--- TUGAS A ---
Ubah satu bagian teks tentang benih hortikultura dengan mengganti "pedagang besar" menjadi "pedagang grosir". Mulailah dari bagian yang memuat "Afrizal Gindow, Sales" dan berhenti setelah "melakukan riset pasar.".
--- TUGAS B ---
Menurut teks tentang benih hortikultura, berapa biaya riset PT Ewindo setiap tahun?

--- KUTIPAN HALAMAN ---
========
Nilai perdagangan benih hortikultura yaitu sayuran dan buah semusim (melon, semangka) di Indonesia saat ini mencapai Rp2 triliun. Dengan biaya benih hanya 3-5% dari biaya produksi, maka nilai produksi sayuran di Indonesia mencapai Rp40 triliun/tahun.
Afrizal Gindow, Sales and Marketing Director PT East West Seed Indonesia (Ewindo) menyatakan hal ini pada Pekan Perlindungan Varietas Tanaman. Dari panen, pedagang pengumpul, sortasi, pedagang besar angkut ke pasar induk nilainya mencapai Rp60 triliun. Ketika sampai ke konsumen maka nilainya menjadi Rp200 triliun. Produksi sayur di Indonesia mencapai 15.000 ton/tahun.
PT Ewindo sendiri sudah beroperasi 30 tahun di Indonesia saat ini mempunyai 1.000 staf dengan biaya riset Rp200 miliar/tahun. Produksi benih melibatkan 7.000 petani, selain itu ada 70.000 polinator yang tersebar di Jatim, Jabar dan Lampung.
Membuat benih dimulai dari riset keinginan konsumen. Misalnya dulu konsumen ingin melon yang berwarna hijau sekarang sudah bergeser ke berwarna kuning. Perusahaan benih harus terus melakukan riset pasar.
Produksi benih mencapai 7 juta terdiri dari 150 varietas yang sudah banyak digunakan petani. Petani sendiri tidak mengenal Ewindo, mereka tahunya merek panah merah. Teknologi sudah masuk ke molekuler breeding dan akan masuk ke genom editing. Penanda varietas sudah menggunakan marka molekuler.
Petani hortikultura adalah petani yang pintar. Mereka tidak membenihkan sendiri tetapi membeli benih, sehingga Ewindo mendorong supaya menggunakan benih bersertifikat. Sekitar 3% benih dikomplain petani seperti tidak tumbuh atau tumbuh tidak seragam. Menghadapi komplain seperti ini perusahaan harus turun dan mencari solusinya.
Ewindo sudah mendapat hak PVT untuk 20 varietas. Hak PVT ini sangat bermanfaat bagi perusahaan seperti Ewindo yang melakukan pemuliaan sehingga varietas yang dihasilkan mendapat perlindungan.
========
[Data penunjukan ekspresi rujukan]
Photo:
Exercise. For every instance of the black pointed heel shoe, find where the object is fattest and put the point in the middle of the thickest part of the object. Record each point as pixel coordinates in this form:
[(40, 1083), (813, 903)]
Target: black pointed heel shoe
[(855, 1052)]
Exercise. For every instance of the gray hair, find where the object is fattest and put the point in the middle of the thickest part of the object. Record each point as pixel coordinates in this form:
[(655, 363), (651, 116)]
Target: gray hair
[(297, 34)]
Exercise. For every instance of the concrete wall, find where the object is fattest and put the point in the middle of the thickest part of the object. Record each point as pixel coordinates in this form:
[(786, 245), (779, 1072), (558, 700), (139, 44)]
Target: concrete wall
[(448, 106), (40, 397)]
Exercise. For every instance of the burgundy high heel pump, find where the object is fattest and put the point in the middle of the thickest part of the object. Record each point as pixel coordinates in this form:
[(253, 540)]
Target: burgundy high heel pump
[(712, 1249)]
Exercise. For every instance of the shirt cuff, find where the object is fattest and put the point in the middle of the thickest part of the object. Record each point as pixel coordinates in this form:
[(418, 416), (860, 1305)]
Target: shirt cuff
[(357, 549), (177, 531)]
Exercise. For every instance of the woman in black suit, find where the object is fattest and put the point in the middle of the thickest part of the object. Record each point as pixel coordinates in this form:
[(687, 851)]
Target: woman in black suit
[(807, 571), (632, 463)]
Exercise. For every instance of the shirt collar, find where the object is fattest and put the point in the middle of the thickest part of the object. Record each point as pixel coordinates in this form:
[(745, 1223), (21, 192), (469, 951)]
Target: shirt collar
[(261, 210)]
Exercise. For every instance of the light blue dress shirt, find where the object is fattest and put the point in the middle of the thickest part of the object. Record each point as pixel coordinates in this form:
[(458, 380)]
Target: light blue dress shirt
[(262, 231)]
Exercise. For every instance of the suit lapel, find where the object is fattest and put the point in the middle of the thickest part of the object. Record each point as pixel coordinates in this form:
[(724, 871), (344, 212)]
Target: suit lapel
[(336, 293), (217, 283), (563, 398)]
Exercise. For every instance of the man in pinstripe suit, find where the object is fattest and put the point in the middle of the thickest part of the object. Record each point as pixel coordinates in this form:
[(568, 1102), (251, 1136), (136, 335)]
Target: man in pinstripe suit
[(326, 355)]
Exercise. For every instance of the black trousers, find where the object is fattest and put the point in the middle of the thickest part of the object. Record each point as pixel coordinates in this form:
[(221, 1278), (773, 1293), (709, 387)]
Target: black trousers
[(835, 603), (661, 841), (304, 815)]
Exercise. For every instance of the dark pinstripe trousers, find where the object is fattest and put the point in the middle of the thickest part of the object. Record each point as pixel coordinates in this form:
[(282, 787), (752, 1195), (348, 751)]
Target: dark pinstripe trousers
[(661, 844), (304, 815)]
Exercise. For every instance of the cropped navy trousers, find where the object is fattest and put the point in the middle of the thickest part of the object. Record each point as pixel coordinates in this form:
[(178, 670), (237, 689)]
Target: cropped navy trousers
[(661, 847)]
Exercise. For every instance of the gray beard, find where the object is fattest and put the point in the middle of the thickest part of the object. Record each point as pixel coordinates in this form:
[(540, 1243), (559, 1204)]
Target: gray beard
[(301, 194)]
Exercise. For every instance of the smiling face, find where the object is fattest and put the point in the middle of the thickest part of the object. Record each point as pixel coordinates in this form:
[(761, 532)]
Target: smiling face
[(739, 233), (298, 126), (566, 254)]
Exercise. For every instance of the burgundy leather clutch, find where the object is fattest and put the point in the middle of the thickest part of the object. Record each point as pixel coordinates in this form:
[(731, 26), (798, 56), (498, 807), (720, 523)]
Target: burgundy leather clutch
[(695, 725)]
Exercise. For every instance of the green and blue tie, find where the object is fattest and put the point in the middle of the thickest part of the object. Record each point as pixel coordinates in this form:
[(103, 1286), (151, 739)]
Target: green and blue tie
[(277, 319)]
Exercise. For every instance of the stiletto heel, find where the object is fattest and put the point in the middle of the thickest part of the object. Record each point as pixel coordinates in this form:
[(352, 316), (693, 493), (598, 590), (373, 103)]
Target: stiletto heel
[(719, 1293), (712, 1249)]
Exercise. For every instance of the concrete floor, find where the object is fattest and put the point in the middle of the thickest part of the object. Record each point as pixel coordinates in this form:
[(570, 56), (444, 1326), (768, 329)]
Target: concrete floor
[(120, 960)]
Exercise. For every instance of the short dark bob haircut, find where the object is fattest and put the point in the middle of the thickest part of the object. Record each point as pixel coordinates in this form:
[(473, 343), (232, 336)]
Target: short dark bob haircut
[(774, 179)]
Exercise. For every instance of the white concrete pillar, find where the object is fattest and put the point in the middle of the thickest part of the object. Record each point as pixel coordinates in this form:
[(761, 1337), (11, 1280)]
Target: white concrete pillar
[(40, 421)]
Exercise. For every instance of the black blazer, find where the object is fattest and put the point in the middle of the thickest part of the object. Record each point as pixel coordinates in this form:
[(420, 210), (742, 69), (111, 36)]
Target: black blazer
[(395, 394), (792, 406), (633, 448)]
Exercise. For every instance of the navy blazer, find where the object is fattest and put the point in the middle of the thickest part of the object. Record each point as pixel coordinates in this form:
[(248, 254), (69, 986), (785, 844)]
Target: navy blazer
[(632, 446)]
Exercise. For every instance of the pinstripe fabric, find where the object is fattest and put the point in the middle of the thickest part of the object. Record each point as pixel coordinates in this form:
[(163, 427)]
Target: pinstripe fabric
========
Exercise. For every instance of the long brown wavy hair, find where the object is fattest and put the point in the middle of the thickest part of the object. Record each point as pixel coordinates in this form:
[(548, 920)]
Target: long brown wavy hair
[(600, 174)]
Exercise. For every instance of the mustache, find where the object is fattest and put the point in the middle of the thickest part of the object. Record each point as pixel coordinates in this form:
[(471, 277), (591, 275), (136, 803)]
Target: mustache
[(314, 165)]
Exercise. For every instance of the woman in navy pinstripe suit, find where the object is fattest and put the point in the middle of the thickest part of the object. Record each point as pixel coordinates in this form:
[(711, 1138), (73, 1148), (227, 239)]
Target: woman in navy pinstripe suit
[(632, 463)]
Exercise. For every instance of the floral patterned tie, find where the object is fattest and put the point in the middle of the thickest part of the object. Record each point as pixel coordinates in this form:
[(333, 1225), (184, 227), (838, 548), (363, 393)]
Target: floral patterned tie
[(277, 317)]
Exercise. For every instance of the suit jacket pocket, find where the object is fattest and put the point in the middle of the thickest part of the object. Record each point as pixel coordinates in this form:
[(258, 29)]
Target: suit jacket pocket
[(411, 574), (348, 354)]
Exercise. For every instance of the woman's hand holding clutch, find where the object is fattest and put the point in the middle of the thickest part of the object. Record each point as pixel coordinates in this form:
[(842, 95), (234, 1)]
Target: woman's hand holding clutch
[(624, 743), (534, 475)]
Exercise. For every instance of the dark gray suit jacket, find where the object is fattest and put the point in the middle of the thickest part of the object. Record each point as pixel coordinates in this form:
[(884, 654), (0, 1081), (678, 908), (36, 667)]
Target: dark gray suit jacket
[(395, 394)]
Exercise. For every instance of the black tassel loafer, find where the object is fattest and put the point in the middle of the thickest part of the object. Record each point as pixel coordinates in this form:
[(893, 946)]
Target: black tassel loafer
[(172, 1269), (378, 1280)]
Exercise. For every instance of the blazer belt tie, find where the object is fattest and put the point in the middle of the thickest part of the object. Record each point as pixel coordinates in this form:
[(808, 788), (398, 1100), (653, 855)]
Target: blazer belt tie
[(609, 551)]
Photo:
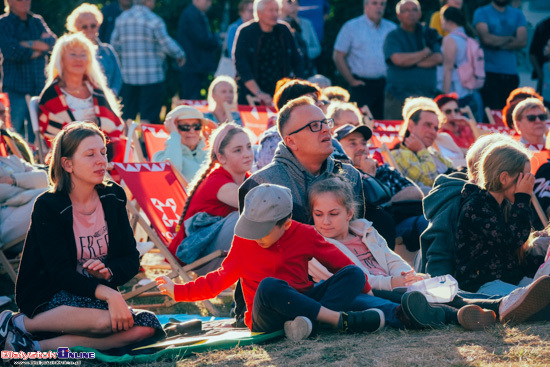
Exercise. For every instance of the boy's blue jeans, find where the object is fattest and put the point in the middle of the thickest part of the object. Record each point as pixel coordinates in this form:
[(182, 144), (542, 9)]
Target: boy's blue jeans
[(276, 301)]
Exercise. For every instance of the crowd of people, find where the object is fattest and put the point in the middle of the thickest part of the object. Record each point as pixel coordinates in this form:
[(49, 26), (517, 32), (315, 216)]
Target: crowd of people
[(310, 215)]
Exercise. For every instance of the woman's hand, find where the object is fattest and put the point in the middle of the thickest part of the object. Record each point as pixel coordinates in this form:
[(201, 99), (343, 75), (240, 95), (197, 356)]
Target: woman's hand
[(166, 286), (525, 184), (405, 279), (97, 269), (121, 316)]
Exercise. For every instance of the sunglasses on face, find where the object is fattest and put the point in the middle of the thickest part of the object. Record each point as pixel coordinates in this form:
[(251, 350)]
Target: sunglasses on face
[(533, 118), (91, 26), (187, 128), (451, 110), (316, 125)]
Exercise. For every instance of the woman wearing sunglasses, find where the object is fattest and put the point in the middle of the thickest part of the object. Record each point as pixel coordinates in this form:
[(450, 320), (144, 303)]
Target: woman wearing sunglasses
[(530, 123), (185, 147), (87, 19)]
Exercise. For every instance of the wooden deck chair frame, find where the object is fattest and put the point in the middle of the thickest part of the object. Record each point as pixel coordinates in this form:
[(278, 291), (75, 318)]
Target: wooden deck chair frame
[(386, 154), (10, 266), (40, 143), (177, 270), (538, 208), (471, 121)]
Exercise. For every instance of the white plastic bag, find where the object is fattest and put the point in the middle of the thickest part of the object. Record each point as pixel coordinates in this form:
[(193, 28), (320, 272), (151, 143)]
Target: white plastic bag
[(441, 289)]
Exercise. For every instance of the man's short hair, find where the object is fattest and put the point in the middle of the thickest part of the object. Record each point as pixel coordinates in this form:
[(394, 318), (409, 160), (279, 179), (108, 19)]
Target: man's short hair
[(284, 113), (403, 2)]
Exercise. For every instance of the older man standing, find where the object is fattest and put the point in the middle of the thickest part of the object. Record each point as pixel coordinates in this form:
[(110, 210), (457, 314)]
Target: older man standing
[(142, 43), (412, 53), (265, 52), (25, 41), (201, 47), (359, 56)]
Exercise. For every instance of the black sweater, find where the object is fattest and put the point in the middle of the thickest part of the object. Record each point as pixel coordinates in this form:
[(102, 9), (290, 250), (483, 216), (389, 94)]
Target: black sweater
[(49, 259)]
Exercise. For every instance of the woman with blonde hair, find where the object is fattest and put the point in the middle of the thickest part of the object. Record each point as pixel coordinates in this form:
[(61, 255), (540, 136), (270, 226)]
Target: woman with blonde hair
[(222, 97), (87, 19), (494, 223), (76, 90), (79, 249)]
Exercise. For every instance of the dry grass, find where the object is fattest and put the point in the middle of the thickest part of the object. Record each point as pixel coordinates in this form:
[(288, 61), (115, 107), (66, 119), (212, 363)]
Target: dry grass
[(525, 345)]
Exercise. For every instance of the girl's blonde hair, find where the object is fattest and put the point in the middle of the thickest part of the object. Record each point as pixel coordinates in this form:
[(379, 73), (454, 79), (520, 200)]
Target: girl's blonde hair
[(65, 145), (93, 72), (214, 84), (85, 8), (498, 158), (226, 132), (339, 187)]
========
--- JAWABAN A ---
Afrizal Gindow, Sales and Marketing Director PT East West Seed Indonesia (Ewindo) menyatakan hal ini pada Pekan Perlindungan Varietas Tanaman. Dari panen, pedagang pengumpul, sortasi, pedagang grosir angkut ke pasar induk nilainya mencapai Rp60 triliun. Ketika sampai ke konsumen maka nilainya menjadi Rp200 triliun. Produksi sayur di Indonesia mencapai 15.000 ton/tahun.
PT Ewindo sendiri sudah beroperasi 30 tahun di Indonesia saat ini mempunyai 1.000 staf dengan biaya riset Rp200 miliar/tahun. Produksi benih melibatkan 7.000 petani, selain itu ada 70.000 polinator yang tersebar di Jatim, Jabar dan Lampung.
Membuat benih dimulai dari riset keinginan konsumen. Misalnya dulu konsumen ingin melon yang berwarna hijau sekarang sudah bergeser ke berwarna kuning. Perusahaan benih harus terus melakukan riset pasar.

--- JAWABAN B ---
Rp200 miliar per tahun.